Can you copy out all of the data below with every "outline" changed to "boundary" and nothing else altered?

○ ○ ○ ○

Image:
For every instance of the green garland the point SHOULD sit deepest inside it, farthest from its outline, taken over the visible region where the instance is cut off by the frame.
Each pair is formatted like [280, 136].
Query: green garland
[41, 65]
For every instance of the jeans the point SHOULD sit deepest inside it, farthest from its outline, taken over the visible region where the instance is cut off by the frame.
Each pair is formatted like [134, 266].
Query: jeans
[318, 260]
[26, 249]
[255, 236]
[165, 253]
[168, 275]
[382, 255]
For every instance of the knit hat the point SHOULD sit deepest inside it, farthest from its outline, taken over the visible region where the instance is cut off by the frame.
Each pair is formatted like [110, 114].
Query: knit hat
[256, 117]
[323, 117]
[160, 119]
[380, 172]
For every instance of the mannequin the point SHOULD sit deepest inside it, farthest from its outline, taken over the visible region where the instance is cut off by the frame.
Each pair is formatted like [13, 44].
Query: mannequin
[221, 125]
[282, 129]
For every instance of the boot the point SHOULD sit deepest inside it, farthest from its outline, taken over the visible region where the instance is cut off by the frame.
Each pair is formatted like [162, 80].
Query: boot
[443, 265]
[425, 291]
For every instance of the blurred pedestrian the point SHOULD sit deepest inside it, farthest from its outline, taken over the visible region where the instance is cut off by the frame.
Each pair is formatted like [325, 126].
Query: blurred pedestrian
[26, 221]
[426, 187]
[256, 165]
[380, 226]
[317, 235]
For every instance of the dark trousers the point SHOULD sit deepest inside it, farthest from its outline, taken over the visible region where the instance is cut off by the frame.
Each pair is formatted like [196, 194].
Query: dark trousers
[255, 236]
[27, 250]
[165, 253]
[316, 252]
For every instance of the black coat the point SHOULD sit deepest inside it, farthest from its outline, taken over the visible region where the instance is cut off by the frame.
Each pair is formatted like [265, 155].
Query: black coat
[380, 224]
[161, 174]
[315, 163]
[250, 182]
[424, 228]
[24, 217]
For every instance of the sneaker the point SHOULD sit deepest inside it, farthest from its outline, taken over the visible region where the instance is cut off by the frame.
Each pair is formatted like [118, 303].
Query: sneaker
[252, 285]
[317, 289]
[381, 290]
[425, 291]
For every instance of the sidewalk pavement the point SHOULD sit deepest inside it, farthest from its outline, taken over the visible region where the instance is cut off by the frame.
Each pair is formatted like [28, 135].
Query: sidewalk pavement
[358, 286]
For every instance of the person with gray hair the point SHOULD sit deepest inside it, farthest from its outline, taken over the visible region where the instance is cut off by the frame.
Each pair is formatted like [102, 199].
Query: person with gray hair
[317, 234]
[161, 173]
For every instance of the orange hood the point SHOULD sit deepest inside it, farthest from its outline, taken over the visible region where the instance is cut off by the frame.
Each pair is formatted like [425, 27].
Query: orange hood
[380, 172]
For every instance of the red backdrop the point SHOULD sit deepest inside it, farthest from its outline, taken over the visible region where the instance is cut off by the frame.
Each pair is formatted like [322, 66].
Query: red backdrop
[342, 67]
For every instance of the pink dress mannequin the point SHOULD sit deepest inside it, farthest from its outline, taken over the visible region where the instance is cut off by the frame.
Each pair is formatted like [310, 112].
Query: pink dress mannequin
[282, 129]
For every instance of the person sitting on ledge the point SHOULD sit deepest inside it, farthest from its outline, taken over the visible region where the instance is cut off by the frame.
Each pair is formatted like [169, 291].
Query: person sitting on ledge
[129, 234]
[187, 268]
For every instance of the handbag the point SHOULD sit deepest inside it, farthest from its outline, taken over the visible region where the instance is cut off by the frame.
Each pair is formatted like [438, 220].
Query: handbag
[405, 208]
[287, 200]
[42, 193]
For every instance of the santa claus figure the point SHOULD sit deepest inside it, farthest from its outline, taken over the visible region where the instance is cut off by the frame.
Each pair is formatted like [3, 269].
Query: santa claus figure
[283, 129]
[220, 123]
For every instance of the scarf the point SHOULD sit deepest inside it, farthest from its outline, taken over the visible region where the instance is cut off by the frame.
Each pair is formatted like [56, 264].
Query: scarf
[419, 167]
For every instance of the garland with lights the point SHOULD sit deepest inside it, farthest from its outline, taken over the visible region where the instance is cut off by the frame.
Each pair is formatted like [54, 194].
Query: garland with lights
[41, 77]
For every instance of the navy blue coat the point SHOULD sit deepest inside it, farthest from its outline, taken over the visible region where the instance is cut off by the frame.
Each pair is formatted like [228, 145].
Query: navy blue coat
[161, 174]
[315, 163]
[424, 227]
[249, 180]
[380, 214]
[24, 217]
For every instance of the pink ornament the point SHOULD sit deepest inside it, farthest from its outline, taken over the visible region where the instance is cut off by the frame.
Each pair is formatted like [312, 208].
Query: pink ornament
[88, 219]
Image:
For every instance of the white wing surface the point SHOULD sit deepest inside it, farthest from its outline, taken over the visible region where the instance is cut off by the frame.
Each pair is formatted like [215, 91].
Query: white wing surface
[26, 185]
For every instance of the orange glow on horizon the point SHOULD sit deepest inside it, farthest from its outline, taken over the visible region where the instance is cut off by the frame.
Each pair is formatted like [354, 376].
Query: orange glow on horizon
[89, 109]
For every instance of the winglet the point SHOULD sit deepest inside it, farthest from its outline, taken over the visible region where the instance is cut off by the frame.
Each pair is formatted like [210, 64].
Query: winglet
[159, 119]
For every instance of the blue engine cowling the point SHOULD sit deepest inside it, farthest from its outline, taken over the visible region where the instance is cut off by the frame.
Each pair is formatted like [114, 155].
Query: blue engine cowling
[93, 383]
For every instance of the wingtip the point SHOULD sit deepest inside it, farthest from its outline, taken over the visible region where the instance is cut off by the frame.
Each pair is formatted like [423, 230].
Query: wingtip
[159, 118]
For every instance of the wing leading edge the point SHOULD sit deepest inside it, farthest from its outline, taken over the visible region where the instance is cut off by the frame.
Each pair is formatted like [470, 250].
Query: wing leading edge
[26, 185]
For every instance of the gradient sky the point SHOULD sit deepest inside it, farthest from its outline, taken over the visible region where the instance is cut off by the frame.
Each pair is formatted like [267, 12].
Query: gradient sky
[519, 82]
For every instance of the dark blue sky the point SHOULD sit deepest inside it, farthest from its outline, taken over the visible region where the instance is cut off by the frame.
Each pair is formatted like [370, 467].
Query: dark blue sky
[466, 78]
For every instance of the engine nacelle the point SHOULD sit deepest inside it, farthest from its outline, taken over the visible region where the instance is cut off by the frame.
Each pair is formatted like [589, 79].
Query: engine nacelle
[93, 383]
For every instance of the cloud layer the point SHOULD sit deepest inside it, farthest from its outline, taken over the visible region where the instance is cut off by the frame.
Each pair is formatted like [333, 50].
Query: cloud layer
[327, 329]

○ ○ ○ ○

Answer in full:
Image:
For every instance of the green garland the point SHOULD sit deepest inside it, farthest from its boundary, taken over the visible region where the instance is cut off by the frame.
Each pair is formatted like [280, 136].
Query: green garland
[41, 65]
For every instance of the jeans the point SHOULD sit deepest inside it, farthest from its boundary, taken over the visible region where the instance is cut off by the frame.
Each pair is formatted like [134, 266].
Query: jeans
[318, 260]
[26, 249]
[255, 236]
[165, 253]
[168, 275]
[382, 255]
For every instance of the knit hat the point SHOULD sit deepest inside it, farthest from its boundary, taken over the visible region where the instance is cut off by the frame.
Each pair is formatted like [110, 114].
Query: knit hat
[256, 117]
[323, 117]
[160, 119]
[380, 172]
For every instance of the mannequin the point SHOULD sit deepest inside it, farthest from its boundary, taken over the visible region where the instance is cut off by the frame.
Each pair is formatted like [13, 44].
Query: mannequin
[221, 125]
[282, 129]
For every instance of the boot the point SHOULD sit deepest inside it, farthest from its boundary, taken over the visible region where the instance is cut off by the frame.
Each pair is formatted like [162, 80].
Query: boot
[443, 265]
[425, 291]
For every instance of the blurred pedestrian the point SHOULD sit deepest inside it, farthest from its boundary, taken over the visible region where the instance is cut off by the frame.
Each pair is formatted like [325, 126].
Query: blurred pedestrian
[26, 221]
[426, 187]
[256, 165]
[380, 226]
[317, 235]
For every instance of the dark trousers the point SHOULD sit deepest inside it, farthest from its boundary, taken over the visible region where the instance is cut off by the frame.
Each pair is formatted like [196, 194].
Query: dark trousers
[255, 236]
[27, 250]
[165, 253]
[316, 252]
For every instance of the black coat the point SHOULD sit deepest inside it, farthest from its boundary, taken over the visible region where the instance is cut off by the frame.
Each pair is formatted like [265, 155].
Query: black coat
[380, 224]
[161, 174]
[315, 163]
[250, 182]
[424, 228]
[24, 217]
For every instance of the sneaker the point SHOULD sit deepest inside it, farthest from its boundary, taken over the visible region where the instance is cut off by the frame.
Each pair is formatted like [118, 303].
Query: sneaker
[252, 285]
[317, 289]
[381, 290]
[425, 291]
For every instance of the sidewalk pavement the point SHOULD sit deepest inside it, farthest from its boundary, taken over the visible region where the instance is cut off by the frame.
Each pair is formatted like [28, 135].
Query: sidewalk pavement
[358, 286]
For every instance of the person with gray hair the point SHOULD sit deepest inside it, farthest from its boundary, taken over the visible region where the instance is cut off by the frame.
Each pair is formatted like [102, 199].
Query: person with gray hair
[317, 234]
[161, 173]
For every instance of the orange hood the point SHOULD sit deepest inside it, farthest from its boundary, taken over the visible region where the instance is cut off by the frame.
Each pair is formatted like [425, 27].
Query: orange hood
[380, 172]
For every instance of the red backdrop the point SHOULD sit deepest inside it, farthest from its boundary, taken over the visible region where the instance is cut off by the frame.
Each pair is formatted like [322, 66].
Query: red backdrop
[342, 67]
For every instance of the pink dress mannequin the point SHOULD sit deepest inside it, farthest from its boundary, taken over the visible region where the instance is cut off by the frame.
Each pair is formatted like [310, 112].
Query: pink dress mannequin
[282, 129]
For every instance of the person sitting on ledge the point SHOULD sit deepest inside it, farthest from its boundary, taken over the visible region where the instance is cut off by the frame.
Each pair is formatted like [169, 291].
Query: person sitting on ledge
[129, 234]
[187, 268]
For every instance of the handbag the point SHOULD sit deepest inside it, farthest from its boundary, taken over the visible region where the instance is cut off by the frame.
Each pair is formatted like [438, 220].
Query: handbag
[405, 208]
[287, 200]
[42, 193]
For every instance of the santa claus figure the point SHOULD sit deepest inside it, farthest from its boundary, taken over the visible region where the instance is cut off by the frame.
Each pair is formatted like [3, 269].
Query: santa claus figure
[283, 129]
[220, 123]
For every instance of the scarf the point SHOULD sit deepest inside it, farthest from its boundary, taken over the visible region where the instance is cut off by the frame.
Each pair is formatted like [56, 264].
Query: scarf
[419, 167]
For every instance of the garland with lights the point SHOULD sit deepest inside it, farthest from its boundary, taken over the visible region where the instance is cut off by the frame.
Each pair is formatted like [54, 194].
Query: garland with lights
[41, 77]
For every instance of the navy blue coat the point SHOULD sit deepest inside it, farthest from its boundary, taken over the visible region where the instance is cut off by the frame.
Each pair is formatted like [228, 145].
Query: navy blue coat
[161, 174]
[315, 163]
[424, 227]
[249, 180]
[380, 214]
[24, 217]
For every instance of the pink ornament the point SHOULD sit deepest inside it, farthest from its boundary, taken over the visible region where the instance is cut off by the frame.
Each pair is formatted like [312, 208].
Query: pink ornament
[88, 219]
Image:
For every instance of the white wing surface the point SHOULD sit deepest inside it, farthest from its boundary, taken over the visible region where the instance is cut off by the frame.
Each pair is formatted like [215, 91].
Query: white wing surface
[26, 185]
For every instance of the orange glow on horizon the point SHOULD sit deepest inside it, farthest from its boundary, taken over the visible region where the instance is cut off by the frame.
Each pair is formatted like [354, 376].
Query: orange glow on horizon
[89, 109]
For every instance of the winglet the point SHOULD sit deepest inside it, farthest from its boundary, taken over the visible region where the instance is cut off by the frame.
Each pair is formatted like [210, 64].
Query: winglet
[159, 119]
For every instance of the blue engine cowling the point SHOULD sit deepest inside it, farthest from its boundary, taken over the visible region where the instance is cut off by the frame.
Each pair is formatted like [114, 155].
Query: blue engine cowling
[93, 383]
For every instance of the wingtip the point SHOULD sit deepest inside it, farthest from its boundary, taken over the visible region where the instance is cut off by the frame.
Each pair is formatted like [423, 230].
Query: wingtip
[159, 118]
For every instance of the wing leading edge the point SHOULD sit deepest inside it, farthest from its boundary, taken over the visible region where the instance is cut off by the frame.
Each pair is formatted like [470, 250].
Query: wing leading edge
[26, 185]
For every instance of the gradient sky the point SHOULD sit deepest inside it, farthest from its boundary, taken over the visible region where the instance is cut off by the frame.
Each pair is formatted like [267, 12].
Query: gradient sky
[519, 82]
For every instance of the dark blue sky the point SHOULD sit deepest inside it, farthest from its boundary, taken over the visible region where the instance is cut off by the frame.
Each pair is formatted like [370, 467].
Query: dark blue sky
[466, 78]
For every instance of the engine nacelle the point SHOULD sit deepest inside it, farthest from its boundary, taken over the visible region where the instance is cut off by the frame.
Each pair is formatted like [589, 79].
Query: engine nacelle
[93, 383]
For every instance of the cloud layer the point SHOULD sit deepest inside it, farthest from its boundary, taken over the visible region where the instance is cut off by the frame.
Each pair is formatted like [333, 50].
Query: cloud layer
[327, 329]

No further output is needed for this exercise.